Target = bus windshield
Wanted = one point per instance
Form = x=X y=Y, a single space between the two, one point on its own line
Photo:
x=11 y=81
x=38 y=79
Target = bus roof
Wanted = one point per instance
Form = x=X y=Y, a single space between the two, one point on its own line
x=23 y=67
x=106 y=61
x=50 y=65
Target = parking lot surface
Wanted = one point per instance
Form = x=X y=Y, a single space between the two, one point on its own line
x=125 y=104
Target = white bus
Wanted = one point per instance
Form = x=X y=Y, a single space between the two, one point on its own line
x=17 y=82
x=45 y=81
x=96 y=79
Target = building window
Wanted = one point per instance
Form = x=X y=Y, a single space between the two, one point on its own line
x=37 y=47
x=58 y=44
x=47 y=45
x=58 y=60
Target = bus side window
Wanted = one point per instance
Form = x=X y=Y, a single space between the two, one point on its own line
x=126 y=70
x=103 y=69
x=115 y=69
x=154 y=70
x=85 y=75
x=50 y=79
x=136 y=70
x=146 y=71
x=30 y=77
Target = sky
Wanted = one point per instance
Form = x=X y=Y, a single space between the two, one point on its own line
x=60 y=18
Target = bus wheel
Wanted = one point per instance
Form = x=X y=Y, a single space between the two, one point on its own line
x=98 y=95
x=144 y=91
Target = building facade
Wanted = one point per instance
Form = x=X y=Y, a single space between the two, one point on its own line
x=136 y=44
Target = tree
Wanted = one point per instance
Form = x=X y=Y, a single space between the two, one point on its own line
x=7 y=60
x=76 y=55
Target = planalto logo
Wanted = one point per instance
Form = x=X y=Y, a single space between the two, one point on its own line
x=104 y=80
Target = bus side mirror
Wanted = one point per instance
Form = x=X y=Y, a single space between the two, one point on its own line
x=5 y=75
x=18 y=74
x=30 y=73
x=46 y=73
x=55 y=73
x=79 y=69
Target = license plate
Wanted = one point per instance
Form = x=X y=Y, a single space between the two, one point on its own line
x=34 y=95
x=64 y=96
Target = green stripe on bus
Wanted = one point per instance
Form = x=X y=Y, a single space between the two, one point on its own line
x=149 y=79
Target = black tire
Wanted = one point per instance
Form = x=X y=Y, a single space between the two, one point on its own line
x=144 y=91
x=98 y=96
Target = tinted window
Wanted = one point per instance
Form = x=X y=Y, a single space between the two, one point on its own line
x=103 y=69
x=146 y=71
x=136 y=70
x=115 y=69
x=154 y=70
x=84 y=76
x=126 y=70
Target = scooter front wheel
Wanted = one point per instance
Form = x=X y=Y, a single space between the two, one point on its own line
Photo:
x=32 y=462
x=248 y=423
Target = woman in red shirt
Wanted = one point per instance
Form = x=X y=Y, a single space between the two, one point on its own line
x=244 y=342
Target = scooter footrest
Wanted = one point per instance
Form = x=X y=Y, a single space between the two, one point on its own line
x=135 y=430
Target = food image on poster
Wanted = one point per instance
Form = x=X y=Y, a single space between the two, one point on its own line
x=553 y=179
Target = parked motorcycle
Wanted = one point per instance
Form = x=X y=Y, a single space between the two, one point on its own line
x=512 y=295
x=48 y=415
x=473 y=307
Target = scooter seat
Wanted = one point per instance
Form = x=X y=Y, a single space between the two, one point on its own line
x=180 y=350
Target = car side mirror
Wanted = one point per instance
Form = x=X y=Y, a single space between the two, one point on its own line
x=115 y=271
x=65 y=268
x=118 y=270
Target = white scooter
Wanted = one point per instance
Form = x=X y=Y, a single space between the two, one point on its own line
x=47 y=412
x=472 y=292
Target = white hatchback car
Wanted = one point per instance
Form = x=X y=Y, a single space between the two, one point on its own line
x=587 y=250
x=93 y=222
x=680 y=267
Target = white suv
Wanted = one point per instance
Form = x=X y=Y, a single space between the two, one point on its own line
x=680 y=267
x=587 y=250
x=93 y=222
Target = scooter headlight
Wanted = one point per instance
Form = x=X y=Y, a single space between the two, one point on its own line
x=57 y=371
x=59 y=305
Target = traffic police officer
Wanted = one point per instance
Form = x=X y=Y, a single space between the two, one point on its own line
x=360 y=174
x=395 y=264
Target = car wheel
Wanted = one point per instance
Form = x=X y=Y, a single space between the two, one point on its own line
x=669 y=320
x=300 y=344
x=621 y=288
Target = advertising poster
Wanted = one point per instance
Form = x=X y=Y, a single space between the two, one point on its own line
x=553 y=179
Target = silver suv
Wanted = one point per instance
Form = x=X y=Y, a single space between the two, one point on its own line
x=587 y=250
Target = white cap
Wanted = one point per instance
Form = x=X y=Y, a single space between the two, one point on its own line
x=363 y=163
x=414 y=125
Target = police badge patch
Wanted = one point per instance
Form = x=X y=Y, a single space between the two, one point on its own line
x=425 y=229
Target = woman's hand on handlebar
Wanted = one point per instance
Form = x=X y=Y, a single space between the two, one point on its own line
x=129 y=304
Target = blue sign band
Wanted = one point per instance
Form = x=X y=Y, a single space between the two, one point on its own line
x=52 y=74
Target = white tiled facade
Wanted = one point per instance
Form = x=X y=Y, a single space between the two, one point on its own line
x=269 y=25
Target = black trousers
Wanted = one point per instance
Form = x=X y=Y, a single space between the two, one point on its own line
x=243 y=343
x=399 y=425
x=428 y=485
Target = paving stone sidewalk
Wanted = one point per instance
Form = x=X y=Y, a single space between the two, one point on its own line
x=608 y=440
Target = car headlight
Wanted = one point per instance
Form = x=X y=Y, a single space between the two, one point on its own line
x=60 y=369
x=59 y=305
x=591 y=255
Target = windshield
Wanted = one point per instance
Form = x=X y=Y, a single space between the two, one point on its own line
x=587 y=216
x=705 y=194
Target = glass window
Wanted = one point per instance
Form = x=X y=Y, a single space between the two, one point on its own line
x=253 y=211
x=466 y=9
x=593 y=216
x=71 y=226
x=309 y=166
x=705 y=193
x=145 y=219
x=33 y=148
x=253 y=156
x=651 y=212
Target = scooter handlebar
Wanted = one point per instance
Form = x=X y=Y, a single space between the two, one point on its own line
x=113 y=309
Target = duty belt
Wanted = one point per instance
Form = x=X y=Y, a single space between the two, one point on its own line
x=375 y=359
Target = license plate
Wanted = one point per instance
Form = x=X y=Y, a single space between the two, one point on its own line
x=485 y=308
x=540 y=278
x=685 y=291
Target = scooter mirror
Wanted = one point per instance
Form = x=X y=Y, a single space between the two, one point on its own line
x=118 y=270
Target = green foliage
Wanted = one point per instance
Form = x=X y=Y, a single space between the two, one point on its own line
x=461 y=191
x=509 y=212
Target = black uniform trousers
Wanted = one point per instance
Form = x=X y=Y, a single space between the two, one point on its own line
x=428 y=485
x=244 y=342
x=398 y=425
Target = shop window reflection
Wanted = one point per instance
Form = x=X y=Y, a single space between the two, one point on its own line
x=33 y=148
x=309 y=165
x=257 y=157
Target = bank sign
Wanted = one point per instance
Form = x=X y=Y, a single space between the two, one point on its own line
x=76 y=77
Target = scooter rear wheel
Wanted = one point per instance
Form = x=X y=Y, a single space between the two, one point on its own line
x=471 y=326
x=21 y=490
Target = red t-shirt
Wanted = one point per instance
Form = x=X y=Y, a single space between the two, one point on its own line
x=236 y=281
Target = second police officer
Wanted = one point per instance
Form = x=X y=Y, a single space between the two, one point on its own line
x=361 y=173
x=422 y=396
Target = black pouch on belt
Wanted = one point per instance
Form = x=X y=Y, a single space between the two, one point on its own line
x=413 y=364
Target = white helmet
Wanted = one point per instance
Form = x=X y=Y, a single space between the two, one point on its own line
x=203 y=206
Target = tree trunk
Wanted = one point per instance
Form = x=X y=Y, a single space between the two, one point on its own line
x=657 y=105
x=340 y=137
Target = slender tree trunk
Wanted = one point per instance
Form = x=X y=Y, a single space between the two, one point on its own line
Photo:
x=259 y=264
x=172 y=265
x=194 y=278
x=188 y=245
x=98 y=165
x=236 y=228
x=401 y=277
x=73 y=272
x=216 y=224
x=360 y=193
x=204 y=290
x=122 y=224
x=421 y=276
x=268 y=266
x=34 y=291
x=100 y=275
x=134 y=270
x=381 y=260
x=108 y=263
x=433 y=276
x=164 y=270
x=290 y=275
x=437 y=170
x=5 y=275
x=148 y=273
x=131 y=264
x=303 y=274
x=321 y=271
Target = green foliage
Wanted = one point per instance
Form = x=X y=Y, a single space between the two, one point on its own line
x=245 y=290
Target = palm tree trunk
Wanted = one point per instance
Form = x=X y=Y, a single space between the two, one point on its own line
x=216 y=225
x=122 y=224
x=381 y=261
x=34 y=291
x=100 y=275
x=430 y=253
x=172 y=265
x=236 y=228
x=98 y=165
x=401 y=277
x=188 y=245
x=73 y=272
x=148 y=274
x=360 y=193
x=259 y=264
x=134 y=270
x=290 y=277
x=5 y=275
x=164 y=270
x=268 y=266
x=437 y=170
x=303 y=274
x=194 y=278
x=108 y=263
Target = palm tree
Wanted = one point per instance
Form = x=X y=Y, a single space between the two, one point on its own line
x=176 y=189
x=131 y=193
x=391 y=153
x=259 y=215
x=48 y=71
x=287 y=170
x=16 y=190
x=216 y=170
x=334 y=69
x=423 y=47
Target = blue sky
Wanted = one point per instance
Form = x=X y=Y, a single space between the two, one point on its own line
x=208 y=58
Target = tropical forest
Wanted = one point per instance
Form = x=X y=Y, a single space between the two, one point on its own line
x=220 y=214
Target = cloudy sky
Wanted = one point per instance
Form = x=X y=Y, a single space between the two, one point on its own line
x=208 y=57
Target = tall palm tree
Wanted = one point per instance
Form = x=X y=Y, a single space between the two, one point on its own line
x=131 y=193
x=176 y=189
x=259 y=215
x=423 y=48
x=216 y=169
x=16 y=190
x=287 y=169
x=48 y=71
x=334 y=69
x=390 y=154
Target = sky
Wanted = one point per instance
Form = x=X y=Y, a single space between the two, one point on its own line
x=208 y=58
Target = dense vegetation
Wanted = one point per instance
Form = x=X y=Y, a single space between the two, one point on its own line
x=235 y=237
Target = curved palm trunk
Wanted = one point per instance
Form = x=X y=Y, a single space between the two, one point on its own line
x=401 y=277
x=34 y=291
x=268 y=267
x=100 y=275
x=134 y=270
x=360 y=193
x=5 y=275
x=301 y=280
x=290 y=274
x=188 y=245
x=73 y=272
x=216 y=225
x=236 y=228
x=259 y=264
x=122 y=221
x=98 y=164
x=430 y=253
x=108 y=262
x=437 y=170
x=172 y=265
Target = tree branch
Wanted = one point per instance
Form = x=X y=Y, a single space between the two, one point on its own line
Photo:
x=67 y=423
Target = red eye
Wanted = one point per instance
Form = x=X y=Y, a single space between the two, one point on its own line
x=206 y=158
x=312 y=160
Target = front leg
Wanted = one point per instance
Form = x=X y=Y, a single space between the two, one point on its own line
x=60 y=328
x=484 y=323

What the task requires:
Scale the stretch of the listing from the line containing "Target = scooter headlight" through the line containing "x=395 y=264". Write out every line again, requests included, with each answer's x and y coordinates multiplied by 2.3 and rounded to whole numbers (halves up). Leave the requests and their format samples as they are.

Solution:
Target = scooter headlight
Wanted = one point per instance
Form = x=X y=Y, a single space between the two, one point on its own line
x=131 y=853
x=136 y=702
Target = traffic police officer
Wanted = one point per instance
Form = x=X y=Y, a single space between the two, one point on its own line
x=828 y=400
x=909 y=607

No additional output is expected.